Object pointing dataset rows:

◇ ◇ ◇ ◇ ◇ ◇ ◇

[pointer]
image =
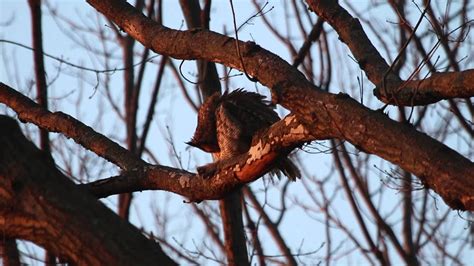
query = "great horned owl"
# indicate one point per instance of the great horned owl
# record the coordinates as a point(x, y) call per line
point(227, 123)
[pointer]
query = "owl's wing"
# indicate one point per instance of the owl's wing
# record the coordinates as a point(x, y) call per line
point(240, 115)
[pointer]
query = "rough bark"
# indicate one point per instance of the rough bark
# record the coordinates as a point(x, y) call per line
point(40, 204)
point(389, 87)
point(439, 167)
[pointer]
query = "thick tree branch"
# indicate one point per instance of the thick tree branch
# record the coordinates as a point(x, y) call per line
point(439, 167)
point(138, 175)
point(40, 204)
point(390, 88)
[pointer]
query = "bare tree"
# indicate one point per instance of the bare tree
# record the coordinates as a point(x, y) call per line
point(378, 209)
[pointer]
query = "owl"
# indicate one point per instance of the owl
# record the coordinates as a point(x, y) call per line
point(227, 123)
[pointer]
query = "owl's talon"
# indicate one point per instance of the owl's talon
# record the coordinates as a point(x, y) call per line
point(207, 171)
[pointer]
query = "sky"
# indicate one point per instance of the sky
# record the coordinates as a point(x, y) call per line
point(70, 86)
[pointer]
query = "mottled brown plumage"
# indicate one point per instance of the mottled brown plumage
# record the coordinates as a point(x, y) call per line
point(227, 123)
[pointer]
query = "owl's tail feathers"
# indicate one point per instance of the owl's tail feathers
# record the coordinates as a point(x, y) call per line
point(288, 168)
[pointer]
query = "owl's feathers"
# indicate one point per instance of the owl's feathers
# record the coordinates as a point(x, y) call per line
point(227, 123)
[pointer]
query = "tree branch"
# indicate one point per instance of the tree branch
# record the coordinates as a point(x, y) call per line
point(390, 88)
point(38, 203)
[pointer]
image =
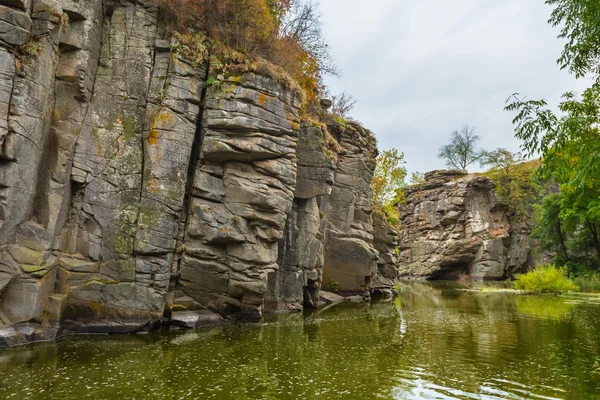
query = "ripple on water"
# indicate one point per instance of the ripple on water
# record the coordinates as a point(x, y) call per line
point(430, 344)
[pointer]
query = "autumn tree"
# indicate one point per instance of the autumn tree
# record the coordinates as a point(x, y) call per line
point(342, 104)
point(417, 178)
point(462, 150)
point(388, 182)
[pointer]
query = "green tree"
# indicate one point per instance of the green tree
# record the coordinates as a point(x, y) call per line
point(550, 229)
point(580, 26)
point(462, 150)
point(569, 142)
point(417, 178)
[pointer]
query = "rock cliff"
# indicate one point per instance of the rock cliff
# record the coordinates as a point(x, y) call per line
point(139, 188)
point(454, 224)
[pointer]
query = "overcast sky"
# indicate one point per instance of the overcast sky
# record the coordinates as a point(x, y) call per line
point(420, 69)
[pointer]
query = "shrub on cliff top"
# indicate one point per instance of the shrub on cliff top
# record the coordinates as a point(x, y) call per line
point(284, 32)
point(545, 279)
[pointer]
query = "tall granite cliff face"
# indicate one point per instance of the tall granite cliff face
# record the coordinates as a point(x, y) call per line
point(133, 193)
point(455, 224)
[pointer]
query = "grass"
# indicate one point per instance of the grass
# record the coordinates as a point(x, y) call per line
point(588, 282)
point(546, 279)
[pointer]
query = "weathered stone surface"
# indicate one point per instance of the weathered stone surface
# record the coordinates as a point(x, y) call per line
point(386, 242)
point(243, 191)
point(456, 224)
point(298, 280)
point(329, 297)
point(350, 258)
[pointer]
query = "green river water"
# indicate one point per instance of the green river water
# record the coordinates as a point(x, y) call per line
point(433, 342)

◇ ◇ ◇ ◇ ◇ ◇ ◇

Your goal:
Send back the data above word for word, with the pictures left out.

Final result:
[pointer]
image =
query = "great horned owl"
# indicate one point per instance of the great horned owl
# record the coordinates as a point(x, y) call per line
point(227, 123)
[pointer]
query = "owl's wing"
# indicate one point per instance of the owl's wing
# record the coordinates as a point(x, y) call per line
point(240, 115)
[pointer]
query = "rough bark"
# indicate one point per instance of the rough bark
# record the coordinates as a point(x, y) call per line
point(40, 204)
point(389, 87)
point(439, 167)
[pointer]
query = "thick tree branch"
# indicate one point per instance of the thick tree branch
# record the coordinates as a point(x, y) call per line
point(439, 167)
point(138, 175)
point(40, 204)
point(390, 88)
[pointer]
query = "bare tree"
# indicate one point per instance of the bare tree
# record the coordinates as a point(x, y) call per line
point(378, 209)
[pointer]
query = "owl"
# indicate one point per instance of the owl
# record the coordinates as a point(x, y) call per line
point(227, 123)
[pointer]
query = "owl's talon"
# indicate one point per instance of the owl's talon
# record the coordinates as a point(x, y) call per line
point(207, 171)
[pointer]
query = "sky"
# indicate one point per instance of the sky
# record the coordinates as a point(x, y) call per line
point(70, 86)
[pointer]
query = "mottled brown plumage"
# indicate one point per instance of the mottled brown plumage
# record the coordinates as a point(x, y) call per line
point(227, 123)
[pointer]
query = "owl's tail feathers"
# indicate one point per instance of the owl's tail feathers
# record the coordinates as a point(x, y) call per line
point(288, 168)
[pointer]
query = "owl's feathers"
# indicate one point per instance of the owl's feathers
# record the coordinates as a point(x, y) call per line
point(227, 123)
[pointer]
query = "tree branch"
# indicate one point per instance of the tree branch
# record the coordinates as a point(x, y) call per line
point(390, 88)
point(38, 203)
[pointer]
image =
query = "ripple on water"
# indicate one point per instance of the ripple on water
# record the coordinates as a point(x, y) call per line
point(430, 344)
[pointer]
query = "autumn tree"
# indicate one point per instance of the autumn tree
# record the coordinates as a point(x, y) call per line
point(342, 104)
point(417, 178)
point(462, 150)
point(388, 182)
[pointer]
query = "green tree"
# indicate one point per instance of the green tree
# record the coordinates as a point(x, y) call per line
point(550, 229)
point(580, 26)
point(462, 150)
point(569, 142)
point(417, 178)
[pointer]
query = "rock cliff"
# indicate one point per instance of the rock cliff
# record the coordinates as a point(x, y) call per line
point(139, 188)
point(454, 224)
[pointer]
query = "overcast sky"
# indicate one point per instance of the overcast sky
# record the coordinates as a point(x, y) call per line
point(420, 69)
[pointer]
query = "shrub on cliff top"
# indicate one point per instance of the shrub on cliff top
# record the coordinates as a point(x, y) call per line
point(284, 32)
point(545, 279)
[pointer]
query = "tall granite cliff face"
# indicate one point per instance of the tall granite cliff face
# record the coordinates as a point(x, y) call per line
point(133, 193)
point(455, 224)
[pointer]
query = "grass"
# indicate one point per instance of the grass
# record the coordinates as a point(x, y) call per line
point(588, 282)
point(546, 279)
[pointer]
query = "weathered stone surface"
# indicate one point per instance of the weathered stone surface
# record the coordinates as a point(x, y) call per line
point(386, 242)
point(243, 191)
point(456, 224)
point(298, 280)
point(329, 297)
point(350, 258)
[pointer]
query = "green river water"
# indicate one point per instance of the green river water
# record the coordinates as a point(x, y) call per line
point(433, 342)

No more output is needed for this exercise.